Exercise details:
From the line that has "man in black" down to the final line of the listing below, transcribe every line exactly, and only those.

Raw records:
☆ ☆ ☆ ☆ ☆

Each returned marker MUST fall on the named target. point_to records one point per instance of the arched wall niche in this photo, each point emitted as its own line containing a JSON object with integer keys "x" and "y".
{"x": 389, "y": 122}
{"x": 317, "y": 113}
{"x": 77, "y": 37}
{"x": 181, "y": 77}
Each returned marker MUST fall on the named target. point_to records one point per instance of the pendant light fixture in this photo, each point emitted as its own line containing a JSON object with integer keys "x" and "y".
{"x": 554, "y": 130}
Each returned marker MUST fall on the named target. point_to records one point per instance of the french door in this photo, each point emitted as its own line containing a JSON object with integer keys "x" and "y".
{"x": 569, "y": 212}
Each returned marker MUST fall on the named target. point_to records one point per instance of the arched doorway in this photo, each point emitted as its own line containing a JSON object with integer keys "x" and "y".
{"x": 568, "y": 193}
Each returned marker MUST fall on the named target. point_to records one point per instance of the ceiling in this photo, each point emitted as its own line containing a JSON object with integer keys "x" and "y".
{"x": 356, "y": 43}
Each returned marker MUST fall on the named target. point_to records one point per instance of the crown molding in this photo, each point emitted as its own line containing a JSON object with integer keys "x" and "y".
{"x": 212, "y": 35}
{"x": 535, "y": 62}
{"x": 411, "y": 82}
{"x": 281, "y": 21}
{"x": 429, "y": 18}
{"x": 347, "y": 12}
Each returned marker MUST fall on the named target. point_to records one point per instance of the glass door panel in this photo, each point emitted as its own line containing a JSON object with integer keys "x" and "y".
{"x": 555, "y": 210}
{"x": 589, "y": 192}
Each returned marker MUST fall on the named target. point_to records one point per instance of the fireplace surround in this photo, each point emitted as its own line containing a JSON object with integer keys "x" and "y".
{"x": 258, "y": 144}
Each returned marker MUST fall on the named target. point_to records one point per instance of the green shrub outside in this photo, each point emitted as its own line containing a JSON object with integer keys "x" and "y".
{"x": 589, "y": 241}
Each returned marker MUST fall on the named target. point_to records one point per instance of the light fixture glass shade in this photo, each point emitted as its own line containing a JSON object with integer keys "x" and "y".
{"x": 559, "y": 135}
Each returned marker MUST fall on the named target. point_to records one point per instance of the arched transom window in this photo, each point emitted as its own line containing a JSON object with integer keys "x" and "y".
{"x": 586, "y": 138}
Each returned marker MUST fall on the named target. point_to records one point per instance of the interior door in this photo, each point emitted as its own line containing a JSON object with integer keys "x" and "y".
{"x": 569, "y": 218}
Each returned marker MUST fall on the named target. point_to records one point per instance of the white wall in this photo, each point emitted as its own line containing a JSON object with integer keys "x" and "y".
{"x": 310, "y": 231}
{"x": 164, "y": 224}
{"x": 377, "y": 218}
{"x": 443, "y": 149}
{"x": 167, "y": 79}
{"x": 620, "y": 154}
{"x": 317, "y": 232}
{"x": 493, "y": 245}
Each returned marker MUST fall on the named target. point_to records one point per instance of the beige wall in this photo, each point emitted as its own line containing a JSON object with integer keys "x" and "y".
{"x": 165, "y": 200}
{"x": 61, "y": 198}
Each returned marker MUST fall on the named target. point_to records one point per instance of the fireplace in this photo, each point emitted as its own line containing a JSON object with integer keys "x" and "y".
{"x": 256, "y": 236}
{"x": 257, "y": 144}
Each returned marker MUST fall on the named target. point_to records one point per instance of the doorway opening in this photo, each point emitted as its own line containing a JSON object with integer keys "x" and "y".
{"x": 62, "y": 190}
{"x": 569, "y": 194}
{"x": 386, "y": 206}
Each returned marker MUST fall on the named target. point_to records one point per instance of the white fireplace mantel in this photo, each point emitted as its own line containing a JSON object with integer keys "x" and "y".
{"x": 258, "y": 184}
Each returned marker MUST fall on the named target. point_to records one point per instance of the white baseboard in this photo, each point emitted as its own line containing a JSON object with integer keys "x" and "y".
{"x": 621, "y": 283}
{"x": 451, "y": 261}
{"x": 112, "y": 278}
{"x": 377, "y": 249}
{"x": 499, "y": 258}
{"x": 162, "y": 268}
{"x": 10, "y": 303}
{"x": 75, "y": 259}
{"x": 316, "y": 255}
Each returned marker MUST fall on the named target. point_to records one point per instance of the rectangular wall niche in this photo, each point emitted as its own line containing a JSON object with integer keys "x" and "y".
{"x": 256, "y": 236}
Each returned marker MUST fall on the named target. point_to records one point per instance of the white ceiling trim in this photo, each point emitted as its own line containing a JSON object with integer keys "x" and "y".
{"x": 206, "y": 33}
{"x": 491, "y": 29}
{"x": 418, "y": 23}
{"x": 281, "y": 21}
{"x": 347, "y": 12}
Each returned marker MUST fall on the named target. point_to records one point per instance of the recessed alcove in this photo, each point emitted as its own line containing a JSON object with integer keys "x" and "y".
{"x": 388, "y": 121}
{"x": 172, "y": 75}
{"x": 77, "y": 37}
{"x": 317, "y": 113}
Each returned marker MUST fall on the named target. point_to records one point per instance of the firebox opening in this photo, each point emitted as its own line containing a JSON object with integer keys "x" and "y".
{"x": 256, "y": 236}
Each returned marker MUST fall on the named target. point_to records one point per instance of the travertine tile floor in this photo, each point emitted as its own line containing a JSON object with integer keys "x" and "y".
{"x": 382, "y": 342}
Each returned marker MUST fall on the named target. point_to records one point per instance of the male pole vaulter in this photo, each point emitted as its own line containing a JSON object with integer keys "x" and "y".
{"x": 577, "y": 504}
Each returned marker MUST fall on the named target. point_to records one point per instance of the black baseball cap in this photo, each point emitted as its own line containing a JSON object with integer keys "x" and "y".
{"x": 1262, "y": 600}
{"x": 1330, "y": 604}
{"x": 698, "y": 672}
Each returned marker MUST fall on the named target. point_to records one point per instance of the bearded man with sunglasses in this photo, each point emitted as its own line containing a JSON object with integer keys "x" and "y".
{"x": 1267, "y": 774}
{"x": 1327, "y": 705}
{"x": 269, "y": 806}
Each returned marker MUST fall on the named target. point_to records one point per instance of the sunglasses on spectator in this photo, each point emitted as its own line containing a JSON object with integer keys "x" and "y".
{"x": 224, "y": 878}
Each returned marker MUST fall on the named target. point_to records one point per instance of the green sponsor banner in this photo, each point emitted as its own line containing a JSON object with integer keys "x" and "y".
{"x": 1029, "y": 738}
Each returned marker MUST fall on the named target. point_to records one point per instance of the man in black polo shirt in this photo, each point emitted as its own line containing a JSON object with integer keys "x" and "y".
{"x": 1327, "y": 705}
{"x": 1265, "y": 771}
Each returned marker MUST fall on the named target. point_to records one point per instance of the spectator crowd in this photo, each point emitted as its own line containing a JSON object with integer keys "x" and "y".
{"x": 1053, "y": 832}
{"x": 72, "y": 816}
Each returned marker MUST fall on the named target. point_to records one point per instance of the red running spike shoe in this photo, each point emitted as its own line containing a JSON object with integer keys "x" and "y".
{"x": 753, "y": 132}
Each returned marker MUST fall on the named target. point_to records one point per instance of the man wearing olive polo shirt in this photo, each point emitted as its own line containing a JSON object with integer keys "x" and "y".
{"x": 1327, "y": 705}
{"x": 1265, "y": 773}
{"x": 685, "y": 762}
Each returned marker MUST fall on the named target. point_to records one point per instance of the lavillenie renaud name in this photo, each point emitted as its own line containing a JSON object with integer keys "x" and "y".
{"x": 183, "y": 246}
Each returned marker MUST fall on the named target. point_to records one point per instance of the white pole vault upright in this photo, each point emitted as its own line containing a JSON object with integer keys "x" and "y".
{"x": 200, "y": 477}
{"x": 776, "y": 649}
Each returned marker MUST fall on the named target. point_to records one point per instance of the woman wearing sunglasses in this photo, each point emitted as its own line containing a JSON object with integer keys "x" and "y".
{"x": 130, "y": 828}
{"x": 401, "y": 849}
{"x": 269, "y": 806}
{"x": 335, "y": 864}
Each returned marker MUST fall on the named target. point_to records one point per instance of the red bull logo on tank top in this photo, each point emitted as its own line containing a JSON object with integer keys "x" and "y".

☆ ☆ ☆ ☆ ☆

The result:
Each returned marker MUST fall on the named target. point_to records one point per instance of the man in black polo shirt in this photo, each point emitted as its own line containing a JSON object with integer keys "x" and "y".
{"x": 1327, "y": 705}
{"x": 1265, "y": 771}
Each returned marker MUST fall on the named target. point_to records one point per instance of the spectator crowd in this photo, each point emitted as its own line containing a JSON object with integer keys "x" and "y".
{"x": 1053, "y": 832}
{"x": 72, "y": 816}
Each returned marker MUST fall on the named target. point_to records one point per instance of the red running spike shoe in this photo, each point emitted as its own line containing a JSON object with integer keys "x" and "y".
{"x": 753, "y": 132}
Each returned marker MUST fall on the named target. point_to records one point per instance of the man wearing olive polo shirt in this photo, each point emitted as its own line containing a JSON object with integer keys "x" and "y".
{"x": 1327, "y": 705}
{"x": 1265, "y": 773}
{"x": 685, "y": 762}
Each returned marker MUST fall on the named target. point_to records one point per instance of the lavillenie renaud name in this photo, each point emitted as its own line containing a JSON object with integer keys "x" and "y".
{"x": 183, "y": 246}
Each returned marker MUST fall on the named target. point_to records one point per instance of the white pole vault upright in this photo, each point emitted as its own line containing a JSON object with integer keys "x" and "y".
{"x": 200, "y": 477}
{"x": 776, "y": 649}
Each returned marker MUST fall on the named target. point_to records one point per instance of the woman wearing sunglasses in this photo, each point emitted as its own line containing a JSON object with integer keys "x" and "y".
{"x": 130, "y": 828}
{"x": 401, "y": 849}
{"x": 269, "y": 806}
{"x": 335, "y": 864}
Each returned marker MUST fall on the named target. point_to records one point per instance of the red bull logo on tank top in this photo, each point emitted as its own line containing a JSON object with integer keys "x" and "y".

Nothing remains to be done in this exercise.